### Task directions:
In the text on BMW's Tesla Supercharger access, what must drivers of BMW EVs use to charge at Tesla Superchargers?

Tesla has added the 15th automaker to the growing list of companies whose EVs can utilize the Supercharger Network this year, as BMW is the latest company to gain access to the largest charging infrastructure in the world.

BMW became the 15th company in 2025 to gain Tesla Supercharger access, after the company confirmed to its EV owners that they could use any of the more than 25,000 Supercharging stalls in North America.

Newer BMW all-electric cars, like the i4, i5, i7, and iX, are able to utilize Tesla’s V3 and V4 Superchargers. These are the exact model years, via the BMW Blog:

  • i4: 2022-2026 model years
  • i5: 2024-2025 model years
    • 2026 i5 (eDrive40 and xDrive40) after software update in Spring 2026
  • i7: 2023-2026 model years
  • iX: 2022-2025 model years
    • 2026 iX (all versions) after software update in Spring 2026

With the expansion of the companies that gained access in 2025 to the Tesla Supercharger Network, a vast majority of non-Tesla EVs are able to use the charging stalls to gain range in their cars.

So far in 2025, Tesla has enabled Supercharger access to:

  • Audi
  • BMW
  • Genesis
  • Honda
  • Hyundai
  • Jaguar Land Rover
  • Kia
  • Lucid
  • Mercedes-Benz
  • Nissan
  • Polestar
  • Subaru
  • Toyota
  • Volkswagen
  • Volvo

Drivers with BMW EVs who wish to charge at Tesla Superchargers must use an NACS-to-CCS1 adapter. In Q2 2026, BMW plans to release its official adapter, but there are third-party options available in the meantime.

They will also have to use the Tesla App to enable Supercharging access to determine rates and availability. It is a relatively seamless process.

### Input data:

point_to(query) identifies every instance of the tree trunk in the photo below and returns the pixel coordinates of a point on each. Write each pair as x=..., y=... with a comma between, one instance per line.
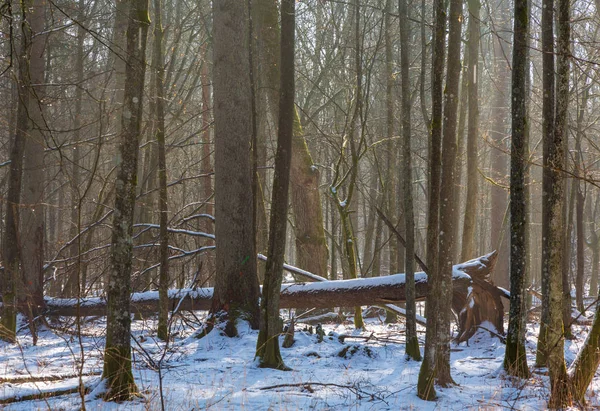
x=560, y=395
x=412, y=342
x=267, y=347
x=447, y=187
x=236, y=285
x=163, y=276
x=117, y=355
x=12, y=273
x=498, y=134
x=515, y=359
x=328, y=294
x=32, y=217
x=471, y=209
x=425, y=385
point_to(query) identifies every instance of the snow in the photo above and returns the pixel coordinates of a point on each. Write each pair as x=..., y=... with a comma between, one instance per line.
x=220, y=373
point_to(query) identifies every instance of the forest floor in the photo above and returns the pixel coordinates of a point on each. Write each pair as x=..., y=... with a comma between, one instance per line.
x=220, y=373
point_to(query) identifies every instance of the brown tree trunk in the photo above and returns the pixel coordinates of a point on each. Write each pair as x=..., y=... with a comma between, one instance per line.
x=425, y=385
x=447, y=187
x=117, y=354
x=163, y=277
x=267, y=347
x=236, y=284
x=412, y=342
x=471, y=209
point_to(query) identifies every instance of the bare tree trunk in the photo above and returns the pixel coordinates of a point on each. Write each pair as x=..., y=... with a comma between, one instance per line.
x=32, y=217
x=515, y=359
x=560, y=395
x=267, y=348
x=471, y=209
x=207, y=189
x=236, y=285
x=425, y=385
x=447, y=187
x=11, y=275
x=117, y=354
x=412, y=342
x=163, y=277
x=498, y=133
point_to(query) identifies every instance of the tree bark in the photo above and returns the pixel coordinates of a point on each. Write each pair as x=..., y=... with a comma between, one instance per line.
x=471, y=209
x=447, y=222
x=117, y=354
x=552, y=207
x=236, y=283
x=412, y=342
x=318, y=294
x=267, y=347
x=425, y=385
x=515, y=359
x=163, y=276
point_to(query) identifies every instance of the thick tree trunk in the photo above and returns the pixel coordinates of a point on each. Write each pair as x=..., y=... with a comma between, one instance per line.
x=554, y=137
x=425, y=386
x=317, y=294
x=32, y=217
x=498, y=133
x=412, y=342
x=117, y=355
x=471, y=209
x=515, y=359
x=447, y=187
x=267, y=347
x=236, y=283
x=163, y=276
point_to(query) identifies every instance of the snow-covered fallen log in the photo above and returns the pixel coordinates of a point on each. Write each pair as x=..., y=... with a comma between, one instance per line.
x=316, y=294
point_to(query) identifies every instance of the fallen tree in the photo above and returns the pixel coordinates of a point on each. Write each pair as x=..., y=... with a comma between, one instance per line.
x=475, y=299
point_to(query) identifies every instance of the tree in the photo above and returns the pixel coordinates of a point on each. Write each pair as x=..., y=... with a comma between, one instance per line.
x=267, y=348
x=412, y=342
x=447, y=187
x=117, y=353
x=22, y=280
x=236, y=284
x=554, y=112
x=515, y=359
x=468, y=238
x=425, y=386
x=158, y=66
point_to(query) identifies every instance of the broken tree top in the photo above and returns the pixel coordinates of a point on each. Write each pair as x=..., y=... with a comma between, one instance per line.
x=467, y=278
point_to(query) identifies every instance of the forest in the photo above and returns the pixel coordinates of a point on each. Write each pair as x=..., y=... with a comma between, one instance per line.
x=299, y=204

### Response to the task:
They must use an NACS-to-CCS1 adapter.